[Saved entries]
- - -
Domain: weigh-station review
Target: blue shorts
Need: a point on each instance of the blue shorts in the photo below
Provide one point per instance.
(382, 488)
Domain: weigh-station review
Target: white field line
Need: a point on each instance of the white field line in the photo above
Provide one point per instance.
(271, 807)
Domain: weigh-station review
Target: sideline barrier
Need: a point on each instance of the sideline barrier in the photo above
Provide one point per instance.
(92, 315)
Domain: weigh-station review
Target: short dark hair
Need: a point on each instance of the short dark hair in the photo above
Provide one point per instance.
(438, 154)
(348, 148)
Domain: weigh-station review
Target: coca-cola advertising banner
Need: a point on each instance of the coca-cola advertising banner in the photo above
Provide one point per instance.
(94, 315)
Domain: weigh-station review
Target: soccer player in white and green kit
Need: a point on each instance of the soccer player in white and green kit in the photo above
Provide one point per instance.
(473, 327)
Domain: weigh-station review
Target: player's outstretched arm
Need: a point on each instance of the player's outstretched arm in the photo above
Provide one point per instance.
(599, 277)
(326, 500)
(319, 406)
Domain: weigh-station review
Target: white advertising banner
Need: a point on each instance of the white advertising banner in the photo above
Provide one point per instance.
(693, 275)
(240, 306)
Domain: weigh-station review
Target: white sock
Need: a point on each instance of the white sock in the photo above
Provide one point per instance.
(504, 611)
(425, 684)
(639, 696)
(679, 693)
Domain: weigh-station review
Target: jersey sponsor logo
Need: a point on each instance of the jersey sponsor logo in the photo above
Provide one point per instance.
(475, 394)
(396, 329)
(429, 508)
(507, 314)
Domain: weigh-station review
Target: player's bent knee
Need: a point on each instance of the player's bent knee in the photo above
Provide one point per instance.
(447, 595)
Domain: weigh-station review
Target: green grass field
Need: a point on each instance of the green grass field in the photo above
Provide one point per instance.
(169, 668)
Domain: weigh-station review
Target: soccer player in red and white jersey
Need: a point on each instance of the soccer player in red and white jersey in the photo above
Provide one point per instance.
- - -
Task item –
Scan the data above and copy each line containing the word "logo".

Answer area –
Target: jersey sponsor logo
Need: a point on each instance of the jersey sponsor logo in the photo above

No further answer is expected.